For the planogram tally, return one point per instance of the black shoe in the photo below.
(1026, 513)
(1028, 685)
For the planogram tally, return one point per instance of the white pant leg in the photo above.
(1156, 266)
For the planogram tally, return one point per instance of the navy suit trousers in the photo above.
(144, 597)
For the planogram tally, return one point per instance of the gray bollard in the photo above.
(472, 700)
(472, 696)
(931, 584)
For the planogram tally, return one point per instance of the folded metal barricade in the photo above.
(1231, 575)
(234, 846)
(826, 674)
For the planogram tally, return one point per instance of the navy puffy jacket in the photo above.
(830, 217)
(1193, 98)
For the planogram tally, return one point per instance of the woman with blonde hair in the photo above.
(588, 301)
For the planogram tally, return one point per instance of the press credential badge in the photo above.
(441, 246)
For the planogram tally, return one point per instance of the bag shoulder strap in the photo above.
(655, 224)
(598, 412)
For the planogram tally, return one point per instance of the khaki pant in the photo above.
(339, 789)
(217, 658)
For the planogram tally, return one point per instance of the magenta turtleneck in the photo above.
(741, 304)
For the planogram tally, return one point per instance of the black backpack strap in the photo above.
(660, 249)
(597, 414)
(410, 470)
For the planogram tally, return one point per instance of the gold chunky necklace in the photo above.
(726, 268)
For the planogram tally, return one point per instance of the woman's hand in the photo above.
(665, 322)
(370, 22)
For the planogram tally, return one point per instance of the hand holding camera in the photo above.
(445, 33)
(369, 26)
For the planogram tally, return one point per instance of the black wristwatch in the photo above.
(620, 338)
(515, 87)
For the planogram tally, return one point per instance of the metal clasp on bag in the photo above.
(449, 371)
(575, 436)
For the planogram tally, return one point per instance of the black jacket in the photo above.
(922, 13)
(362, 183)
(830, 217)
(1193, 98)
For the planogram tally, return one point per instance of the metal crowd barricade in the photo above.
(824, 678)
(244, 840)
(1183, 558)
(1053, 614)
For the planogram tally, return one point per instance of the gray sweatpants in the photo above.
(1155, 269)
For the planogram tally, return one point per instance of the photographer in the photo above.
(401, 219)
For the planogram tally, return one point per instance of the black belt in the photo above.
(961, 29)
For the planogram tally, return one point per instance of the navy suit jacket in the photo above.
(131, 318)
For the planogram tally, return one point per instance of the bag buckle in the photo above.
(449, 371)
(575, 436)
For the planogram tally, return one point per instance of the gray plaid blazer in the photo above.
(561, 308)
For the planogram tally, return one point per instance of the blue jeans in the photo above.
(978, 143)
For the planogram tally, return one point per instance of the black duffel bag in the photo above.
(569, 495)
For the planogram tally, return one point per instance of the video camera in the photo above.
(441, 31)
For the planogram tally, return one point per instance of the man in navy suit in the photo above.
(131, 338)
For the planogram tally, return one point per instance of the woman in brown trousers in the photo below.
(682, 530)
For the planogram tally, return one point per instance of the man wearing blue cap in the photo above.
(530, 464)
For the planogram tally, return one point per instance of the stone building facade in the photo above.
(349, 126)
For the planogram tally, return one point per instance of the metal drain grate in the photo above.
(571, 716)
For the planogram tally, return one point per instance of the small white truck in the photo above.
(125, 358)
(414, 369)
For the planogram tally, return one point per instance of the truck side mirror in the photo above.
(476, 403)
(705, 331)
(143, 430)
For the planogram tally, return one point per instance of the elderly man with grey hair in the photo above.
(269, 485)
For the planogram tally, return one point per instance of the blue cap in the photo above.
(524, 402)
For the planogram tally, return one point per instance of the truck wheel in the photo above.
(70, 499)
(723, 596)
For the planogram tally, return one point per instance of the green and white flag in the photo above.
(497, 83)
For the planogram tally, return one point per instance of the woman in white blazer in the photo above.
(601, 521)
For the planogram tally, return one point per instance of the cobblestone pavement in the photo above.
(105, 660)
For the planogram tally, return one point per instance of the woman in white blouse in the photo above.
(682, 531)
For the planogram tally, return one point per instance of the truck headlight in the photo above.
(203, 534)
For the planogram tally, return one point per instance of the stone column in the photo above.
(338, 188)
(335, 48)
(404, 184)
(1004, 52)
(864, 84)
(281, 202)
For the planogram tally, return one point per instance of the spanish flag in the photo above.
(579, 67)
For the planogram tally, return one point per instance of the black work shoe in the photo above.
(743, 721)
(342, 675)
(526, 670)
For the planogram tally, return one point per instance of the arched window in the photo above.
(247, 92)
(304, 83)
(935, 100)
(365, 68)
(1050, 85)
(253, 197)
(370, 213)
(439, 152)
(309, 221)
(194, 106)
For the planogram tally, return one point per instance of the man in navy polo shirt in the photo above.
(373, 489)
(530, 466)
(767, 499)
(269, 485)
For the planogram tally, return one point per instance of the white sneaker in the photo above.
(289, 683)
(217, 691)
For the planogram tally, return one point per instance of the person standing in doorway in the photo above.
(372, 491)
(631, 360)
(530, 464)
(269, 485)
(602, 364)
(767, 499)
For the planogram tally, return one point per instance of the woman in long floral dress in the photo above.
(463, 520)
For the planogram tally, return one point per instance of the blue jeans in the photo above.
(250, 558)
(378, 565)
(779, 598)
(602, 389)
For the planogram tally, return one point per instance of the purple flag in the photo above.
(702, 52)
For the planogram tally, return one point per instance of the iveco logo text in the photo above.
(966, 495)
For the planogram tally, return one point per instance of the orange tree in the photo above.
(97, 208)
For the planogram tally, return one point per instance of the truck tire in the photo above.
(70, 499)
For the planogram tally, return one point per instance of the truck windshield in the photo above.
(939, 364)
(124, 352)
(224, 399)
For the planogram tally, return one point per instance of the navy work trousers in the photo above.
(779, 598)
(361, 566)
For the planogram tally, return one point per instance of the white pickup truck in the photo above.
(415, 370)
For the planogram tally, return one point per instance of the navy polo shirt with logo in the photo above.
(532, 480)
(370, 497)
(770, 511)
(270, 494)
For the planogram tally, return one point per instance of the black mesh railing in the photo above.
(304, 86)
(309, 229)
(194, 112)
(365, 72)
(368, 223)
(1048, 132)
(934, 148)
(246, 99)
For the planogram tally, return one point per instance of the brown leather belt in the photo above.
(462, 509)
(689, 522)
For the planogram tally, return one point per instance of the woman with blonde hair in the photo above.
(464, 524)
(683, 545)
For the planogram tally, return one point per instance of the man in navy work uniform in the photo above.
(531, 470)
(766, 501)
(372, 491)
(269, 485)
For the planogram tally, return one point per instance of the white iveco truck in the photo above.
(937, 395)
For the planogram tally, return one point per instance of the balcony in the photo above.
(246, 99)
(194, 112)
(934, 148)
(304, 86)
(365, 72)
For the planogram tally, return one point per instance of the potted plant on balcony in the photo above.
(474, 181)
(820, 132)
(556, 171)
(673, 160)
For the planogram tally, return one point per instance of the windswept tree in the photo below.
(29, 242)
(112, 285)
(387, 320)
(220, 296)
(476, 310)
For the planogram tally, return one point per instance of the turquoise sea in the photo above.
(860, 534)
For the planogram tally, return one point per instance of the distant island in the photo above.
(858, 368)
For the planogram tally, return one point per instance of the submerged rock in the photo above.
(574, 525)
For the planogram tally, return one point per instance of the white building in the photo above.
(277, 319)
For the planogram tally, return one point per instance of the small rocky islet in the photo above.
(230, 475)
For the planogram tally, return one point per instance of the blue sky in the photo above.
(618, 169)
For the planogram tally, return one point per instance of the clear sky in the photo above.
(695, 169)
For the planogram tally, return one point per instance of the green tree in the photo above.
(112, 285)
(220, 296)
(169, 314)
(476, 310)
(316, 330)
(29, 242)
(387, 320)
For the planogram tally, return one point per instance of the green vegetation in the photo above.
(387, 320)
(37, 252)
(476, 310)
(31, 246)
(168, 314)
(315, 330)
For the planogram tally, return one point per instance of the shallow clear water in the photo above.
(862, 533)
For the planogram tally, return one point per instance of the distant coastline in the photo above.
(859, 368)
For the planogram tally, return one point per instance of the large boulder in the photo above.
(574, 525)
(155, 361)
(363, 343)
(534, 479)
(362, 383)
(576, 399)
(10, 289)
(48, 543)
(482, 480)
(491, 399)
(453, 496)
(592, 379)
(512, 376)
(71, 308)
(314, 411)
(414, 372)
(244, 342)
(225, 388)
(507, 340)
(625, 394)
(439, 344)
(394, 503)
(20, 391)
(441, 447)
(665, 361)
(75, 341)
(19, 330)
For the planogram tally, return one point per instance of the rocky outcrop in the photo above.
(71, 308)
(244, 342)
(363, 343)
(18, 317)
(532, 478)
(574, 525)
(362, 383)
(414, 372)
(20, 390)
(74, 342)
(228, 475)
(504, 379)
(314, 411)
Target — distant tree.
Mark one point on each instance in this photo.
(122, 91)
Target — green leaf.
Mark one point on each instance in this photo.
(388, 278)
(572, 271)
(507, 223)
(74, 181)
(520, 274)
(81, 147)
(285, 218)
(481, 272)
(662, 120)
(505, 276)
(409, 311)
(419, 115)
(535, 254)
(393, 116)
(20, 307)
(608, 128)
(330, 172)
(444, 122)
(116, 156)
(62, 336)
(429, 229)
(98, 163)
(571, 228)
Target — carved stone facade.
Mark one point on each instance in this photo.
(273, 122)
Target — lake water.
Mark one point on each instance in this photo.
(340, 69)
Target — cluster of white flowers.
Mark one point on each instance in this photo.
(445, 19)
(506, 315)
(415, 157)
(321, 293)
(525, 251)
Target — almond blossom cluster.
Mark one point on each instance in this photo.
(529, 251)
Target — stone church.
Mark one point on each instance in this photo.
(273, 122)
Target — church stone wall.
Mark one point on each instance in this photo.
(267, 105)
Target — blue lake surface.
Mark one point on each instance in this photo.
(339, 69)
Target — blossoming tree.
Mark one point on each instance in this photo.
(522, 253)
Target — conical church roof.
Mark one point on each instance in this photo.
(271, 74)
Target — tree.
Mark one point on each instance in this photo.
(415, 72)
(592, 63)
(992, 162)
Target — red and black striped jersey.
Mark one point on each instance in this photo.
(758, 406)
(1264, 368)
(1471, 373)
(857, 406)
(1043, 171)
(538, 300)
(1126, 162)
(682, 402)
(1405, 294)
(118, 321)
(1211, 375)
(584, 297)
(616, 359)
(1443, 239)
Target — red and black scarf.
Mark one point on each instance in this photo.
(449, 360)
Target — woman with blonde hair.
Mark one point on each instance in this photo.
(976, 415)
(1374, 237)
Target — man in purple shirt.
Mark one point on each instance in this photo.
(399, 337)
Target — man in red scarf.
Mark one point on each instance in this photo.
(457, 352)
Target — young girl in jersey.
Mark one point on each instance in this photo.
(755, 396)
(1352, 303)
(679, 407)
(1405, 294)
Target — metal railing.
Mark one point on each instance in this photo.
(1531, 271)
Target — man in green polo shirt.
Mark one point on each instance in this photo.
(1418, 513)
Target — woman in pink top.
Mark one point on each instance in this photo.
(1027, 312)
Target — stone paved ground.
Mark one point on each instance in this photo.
•••
Write the lines out verbatim, from the one with "Target — stone church." through the last line of the entries, and stop there.

Target — stone church.
Mark one point on each instance in this photo.
(273, 122)
Target — church stone wall.
Mark one point on each instance in this photo.
(267, 105)
Target — blue lake surface.
Mark one point on each instance in this photo.
(339, 69)
Target — blossoming tree.
Mark one point on each instance in this photo.
(522, 253)
Target — conical church roof.
Mark one point on each instance in this photo.
(271, 74)
Target — tree.
Mark one point on each instance in this photo.
(415, 72)
(592, 63)
(992, 162)
Target — red and black striped jersey.
Mark one point on each instance in this photo.
(758, 406)
(1264, 368)
(1471, 373)
(857, 406)
(1043, 171)
(538, 300)
(1126, 162)
(682, 402)
(1405, 294)
(118, 321)
(1211, 375)
(584, 297)
(616, 359)
(1443, 239)
Target — red and black scarf.
Mark one point on each instance in this photo.
(449, 360)
Target — woman with blonde hair.
Mark one point on each instance in this photo.
(976, 415)
(1374, 237)
Target — man in purple shirt.
Mark one point on each instance in this photo.
(399, 337)
Target — man in red scarf.
Mark one point on each instance in this photo.
(457, 352)
Target — young girl in jersey.
Mark one point on each instance in this photo.
(755, 396)
(1352, 303)
(679, 407)
(1405, 294)
Target — metal railing.
Mark one point on each instance in this photo.
(1531, 271)
Target — man in green polo shirt.
Mark one point on each instance in this photo.
(1418, 513)
Target — woman in pink top.
Mark one point on each instance in this photo.
(1027, 312)
Target — stone paved ground.
Mark one point on each instance in this photo.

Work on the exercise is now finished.